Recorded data
────
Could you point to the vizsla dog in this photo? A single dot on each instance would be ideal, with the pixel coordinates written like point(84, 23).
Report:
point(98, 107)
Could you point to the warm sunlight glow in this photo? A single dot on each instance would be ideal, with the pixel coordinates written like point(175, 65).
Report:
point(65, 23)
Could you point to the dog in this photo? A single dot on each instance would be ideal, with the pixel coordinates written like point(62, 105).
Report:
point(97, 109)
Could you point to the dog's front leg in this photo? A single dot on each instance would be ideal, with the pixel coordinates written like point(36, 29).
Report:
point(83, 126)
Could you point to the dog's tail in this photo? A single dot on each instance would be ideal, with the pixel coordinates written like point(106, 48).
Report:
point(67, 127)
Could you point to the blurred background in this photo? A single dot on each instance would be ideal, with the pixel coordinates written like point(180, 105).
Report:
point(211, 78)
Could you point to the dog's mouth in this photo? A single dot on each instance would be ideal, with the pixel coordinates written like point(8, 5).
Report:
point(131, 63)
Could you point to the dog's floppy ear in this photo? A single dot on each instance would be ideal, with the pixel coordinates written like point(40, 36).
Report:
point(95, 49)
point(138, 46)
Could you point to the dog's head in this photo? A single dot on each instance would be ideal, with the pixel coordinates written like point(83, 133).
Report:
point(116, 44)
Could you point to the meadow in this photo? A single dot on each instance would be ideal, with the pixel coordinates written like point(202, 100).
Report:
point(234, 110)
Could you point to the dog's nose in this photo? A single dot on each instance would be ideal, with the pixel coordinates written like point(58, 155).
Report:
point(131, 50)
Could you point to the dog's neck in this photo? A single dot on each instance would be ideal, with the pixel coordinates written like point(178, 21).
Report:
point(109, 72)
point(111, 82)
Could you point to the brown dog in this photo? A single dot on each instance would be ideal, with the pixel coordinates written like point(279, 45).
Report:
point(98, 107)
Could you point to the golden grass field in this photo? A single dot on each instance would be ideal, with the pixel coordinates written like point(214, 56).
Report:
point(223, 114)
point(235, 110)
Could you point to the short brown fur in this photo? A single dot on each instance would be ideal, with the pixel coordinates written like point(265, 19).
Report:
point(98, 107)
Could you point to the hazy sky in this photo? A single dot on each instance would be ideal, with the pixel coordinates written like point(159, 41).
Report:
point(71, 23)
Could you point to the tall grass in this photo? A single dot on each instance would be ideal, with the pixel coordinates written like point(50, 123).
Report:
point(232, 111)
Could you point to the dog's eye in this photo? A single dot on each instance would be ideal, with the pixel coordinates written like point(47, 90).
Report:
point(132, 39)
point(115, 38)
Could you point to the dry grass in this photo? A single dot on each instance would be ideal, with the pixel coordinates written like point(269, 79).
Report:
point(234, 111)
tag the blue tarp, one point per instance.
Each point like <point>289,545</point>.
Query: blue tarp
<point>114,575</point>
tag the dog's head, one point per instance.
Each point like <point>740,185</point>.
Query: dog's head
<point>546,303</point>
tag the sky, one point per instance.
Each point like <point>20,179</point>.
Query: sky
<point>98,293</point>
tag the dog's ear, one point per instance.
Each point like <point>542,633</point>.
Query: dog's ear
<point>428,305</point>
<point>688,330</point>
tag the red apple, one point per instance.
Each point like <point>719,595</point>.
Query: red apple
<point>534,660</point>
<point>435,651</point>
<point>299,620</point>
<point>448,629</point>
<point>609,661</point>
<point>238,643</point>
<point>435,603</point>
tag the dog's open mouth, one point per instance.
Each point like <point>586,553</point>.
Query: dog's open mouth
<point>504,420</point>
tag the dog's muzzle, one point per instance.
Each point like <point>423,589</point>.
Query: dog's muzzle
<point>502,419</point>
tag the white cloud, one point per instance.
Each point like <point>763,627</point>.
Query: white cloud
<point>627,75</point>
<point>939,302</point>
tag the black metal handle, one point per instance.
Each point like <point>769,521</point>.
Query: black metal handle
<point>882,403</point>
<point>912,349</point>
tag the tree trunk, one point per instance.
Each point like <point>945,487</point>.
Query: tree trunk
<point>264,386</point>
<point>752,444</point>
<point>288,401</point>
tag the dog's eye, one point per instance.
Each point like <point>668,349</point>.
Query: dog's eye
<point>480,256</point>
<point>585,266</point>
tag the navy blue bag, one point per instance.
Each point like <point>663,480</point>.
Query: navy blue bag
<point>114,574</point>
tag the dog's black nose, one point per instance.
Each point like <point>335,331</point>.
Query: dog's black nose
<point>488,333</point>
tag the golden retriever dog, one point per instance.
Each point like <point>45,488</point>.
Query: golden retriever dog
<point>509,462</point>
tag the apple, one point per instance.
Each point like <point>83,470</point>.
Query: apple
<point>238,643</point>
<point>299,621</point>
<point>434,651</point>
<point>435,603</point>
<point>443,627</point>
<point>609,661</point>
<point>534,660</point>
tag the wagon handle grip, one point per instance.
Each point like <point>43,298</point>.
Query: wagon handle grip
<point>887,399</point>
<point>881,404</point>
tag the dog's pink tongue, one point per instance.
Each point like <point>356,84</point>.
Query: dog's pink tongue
────
§ **What you should do**: Quote everything in the rows from the line containing "Could you point to the warm" down to the line containing "point(83, 126)", with both of those lines included.

§ **Output**:
Could you point to the warm sunlight glow in this photo? A single dot on each instance would be ideal, with the pixel coordinates written like point(175, 65).
Report:
point(65, 23)
Could you point to the dog in this photo? A single dot on each instance would be ideal, with the pixel coordinates written like point(62, 105).
Report:
point(97, 109)
Could you point to the dog's front leg in this photo? A single dot on each instance would be ideal, with the pixel coordinates written like point(36, 29).
Report:
point(83, 126)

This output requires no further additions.